**Excerpt provided**.

----------

5 Dataframe Tricks in Pandas
- Using replace to do one hot encoding when you have a binary feature
Before you decide to go ahead and use one hot encoding or get_dummies on a categorical feature. Check if its a binary feature like gender or a yes/no feature. Than you could just use replace() to easily encode the categorical feature.
2. Checking for imbalanced columns
It is unlikely that you’ll find your data set having similar amounts of sample for each category so this is a quick way you can check using unique()
3. Sample to randomly select from a feature useful when you have imbalanced datasets
sample() in pandas doesn’t create artificial samples like SMOTE does but rather takes random samples from the original data set. You can also use the optional parameter replace to allow or disallow sampling from the same row, by default its disabled. Depending on the context of your specific data set this might be okay.

----------

**Given request a**. Substitute "value_counts()" for "unique()" in the pandas article, from "2. Checking for" up to and including "check using unique()", and write out that passage.

----------

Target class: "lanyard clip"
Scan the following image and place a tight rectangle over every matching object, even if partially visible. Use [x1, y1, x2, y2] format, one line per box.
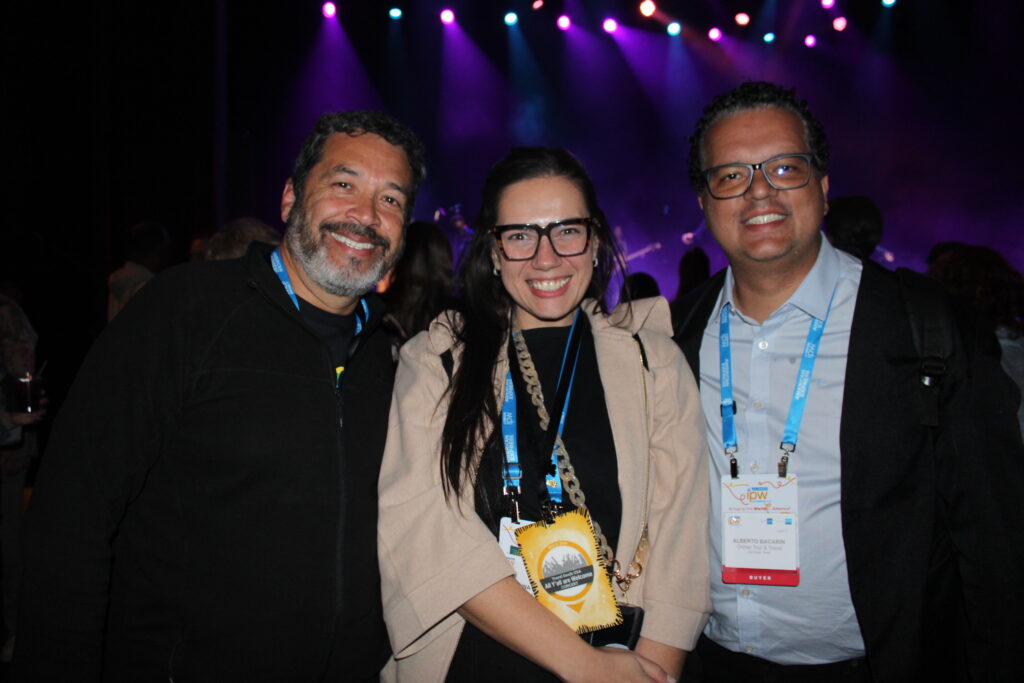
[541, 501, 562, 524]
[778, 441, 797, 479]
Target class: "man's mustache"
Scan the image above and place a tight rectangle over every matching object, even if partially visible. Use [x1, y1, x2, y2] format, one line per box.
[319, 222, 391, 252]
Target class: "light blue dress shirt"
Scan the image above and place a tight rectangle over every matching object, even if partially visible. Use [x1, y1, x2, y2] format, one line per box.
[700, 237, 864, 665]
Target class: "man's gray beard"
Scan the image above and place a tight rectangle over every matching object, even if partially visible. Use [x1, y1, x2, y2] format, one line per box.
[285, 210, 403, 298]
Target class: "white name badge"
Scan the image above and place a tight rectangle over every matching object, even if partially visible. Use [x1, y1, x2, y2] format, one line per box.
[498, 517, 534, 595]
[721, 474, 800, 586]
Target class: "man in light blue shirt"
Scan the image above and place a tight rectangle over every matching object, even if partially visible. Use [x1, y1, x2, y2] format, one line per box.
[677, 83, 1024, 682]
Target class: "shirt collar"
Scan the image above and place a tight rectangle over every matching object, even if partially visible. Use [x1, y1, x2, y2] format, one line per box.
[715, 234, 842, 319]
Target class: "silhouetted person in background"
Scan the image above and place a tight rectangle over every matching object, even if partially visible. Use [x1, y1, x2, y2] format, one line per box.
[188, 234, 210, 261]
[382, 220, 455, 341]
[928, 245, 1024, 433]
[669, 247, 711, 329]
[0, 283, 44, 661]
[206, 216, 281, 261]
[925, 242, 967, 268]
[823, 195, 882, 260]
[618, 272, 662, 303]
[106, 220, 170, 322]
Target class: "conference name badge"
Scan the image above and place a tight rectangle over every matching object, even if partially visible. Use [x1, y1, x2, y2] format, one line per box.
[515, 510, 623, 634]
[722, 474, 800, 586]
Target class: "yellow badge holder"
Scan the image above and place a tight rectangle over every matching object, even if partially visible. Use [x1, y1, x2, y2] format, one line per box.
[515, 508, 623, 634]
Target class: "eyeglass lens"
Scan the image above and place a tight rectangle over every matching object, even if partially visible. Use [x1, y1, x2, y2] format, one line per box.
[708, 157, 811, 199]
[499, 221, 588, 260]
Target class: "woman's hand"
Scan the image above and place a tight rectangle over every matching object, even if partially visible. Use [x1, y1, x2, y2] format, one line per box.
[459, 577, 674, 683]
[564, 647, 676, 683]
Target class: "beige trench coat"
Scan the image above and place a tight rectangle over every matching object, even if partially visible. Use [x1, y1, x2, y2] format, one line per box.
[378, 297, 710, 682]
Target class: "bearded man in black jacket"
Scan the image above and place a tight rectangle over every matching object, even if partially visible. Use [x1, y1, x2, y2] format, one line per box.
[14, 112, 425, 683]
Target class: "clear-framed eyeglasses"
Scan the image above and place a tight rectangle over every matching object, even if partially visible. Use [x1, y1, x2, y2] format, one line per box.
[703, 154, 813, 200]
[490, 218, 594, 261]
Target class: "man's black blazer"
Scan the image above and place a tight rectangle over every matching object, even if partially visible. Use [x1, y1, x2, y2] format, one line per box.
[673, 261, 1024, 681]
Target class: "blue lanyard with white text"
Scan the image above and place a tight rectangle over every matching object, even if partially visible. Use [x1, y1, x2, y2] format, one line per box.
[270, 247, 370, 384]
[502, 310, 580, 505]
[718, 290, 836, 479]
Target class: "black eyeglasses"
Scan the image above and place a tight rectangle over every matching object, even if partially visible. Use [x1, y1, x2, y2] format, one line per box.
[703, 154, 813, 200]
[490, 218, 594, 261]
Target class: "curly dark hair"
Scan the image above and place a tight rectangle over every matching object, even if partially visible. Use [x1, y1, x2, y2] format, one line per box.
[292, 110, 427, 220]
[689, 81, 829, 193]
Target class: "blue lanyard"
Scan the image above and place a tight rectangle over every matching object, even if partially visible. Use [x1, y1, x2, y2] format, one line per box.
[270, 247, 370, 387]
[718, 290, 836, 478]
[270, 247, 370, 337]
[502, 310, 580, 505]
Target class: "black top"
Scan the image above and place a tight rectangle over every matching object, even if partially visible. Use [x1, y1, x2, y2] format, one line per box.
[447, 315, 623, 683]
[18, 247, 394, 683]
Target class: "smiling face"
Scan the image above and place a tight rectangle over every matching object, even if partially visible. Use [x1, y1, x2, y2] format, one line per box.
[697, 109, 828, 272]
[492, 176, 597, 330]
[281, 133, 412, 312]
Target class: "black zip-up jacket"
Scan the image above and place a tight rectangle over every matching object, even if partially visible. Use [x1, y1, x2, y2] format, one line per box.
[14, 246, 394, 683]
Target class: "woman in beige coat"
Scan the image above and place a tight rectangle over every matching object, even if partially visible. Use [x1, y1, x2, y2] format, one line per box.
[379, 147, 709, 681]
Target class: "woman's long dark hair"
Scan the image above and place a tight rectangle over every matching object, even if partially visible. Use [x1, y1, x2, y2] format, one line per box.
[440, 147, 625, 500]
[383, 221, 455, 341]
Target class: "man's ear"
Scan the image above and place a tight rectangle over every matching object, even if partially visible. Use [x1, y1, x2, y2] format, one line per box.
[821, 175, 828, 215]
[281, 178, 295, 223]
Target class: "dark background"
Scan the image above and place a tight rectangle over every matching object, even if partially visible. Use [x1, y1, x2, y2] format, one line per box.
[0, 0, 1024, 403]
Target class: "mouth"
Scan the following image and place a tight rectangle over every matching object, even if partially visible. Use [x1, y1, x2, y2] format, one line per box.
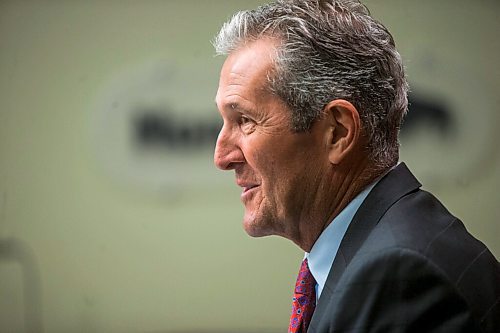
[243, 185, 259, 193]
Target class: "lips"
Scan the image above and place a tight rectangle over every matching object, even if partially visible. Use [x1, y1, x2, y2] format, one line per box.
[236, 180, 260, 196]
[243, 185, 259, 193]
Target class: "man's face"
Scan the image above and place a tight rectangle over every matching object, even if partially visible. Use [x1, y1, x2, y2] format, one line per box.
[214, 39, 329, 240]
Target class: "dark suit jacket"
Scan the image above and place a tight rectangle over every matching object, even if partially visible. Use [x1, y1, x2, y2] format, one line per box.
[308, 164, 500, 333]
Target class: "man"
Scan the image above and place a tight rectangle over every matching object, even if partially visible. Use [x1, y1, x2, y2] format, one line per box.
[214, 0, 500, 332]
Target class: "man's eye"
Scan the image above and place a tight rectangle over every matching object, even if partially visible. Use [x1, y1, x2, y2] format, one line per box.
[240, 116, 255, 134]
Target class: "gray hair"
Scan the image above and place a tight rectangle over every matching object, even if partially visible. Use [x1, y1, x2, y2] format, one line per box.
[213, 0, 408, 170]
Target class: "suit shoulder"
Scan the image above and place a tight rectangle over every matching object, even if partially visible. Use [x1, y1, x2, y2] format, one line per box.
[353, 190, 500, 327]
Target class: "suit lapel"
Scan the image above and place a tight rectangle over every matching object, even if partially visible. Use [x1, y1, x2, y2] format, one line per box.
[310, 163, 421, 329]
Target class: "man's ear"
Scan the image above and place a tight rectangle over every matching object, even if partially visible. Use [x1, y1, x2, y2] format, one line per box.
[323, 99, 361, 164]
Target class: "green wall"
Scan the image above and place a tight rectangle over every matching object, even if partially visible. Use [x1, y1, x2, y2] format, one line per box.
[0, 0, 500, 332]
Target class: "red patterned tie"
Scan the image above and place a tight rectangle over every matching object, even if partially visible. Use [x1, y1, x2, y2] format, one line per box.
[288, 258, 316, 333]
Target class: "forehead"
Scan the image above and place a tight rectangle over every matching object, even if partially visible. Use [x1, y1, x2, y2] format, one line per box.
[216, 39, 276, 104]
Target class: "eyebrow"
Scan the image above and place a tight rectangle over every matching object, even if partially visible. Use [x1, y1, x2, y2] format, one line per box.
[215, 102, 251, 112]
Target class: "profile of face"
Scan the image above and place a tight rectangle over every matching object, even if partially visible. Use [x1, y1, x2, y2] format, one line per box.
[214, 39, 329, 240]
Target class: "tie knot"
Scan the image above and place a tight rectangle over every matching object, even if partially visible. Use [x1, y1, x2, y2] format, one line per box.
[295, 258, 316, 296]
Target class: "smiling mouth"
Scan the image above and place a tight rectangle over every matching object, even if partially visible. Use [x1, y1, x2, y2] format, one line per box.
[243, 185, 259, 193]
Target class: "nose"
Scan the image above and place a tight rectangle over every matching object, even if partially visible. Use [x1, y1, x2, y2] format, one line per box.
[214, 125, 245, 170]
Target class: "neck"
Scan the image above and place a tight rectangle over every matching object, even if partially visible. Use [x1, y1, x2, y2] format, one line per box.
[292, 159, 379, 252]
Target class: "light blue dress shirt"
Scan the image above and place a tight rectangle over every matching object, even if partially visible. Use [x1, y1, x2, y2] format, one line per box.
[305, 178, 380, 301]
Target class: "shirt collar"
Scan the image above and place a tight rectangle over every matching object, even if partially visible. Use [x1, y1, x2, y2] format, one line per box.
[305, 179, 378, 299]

----------

**Given request b**. Find every line of the records that contains the word "white" and copy those lines, treating uppercase and lowercase as different.

**Answer a**.
2. Checking for imbalanced columns
It is unlikely that you’ll find your data set having similar amounts of sample for each category so this is a quick way you can check using value_counts()

**Answer b**.
Target class: "white name badge"
Target class: "blue lanyard with white text"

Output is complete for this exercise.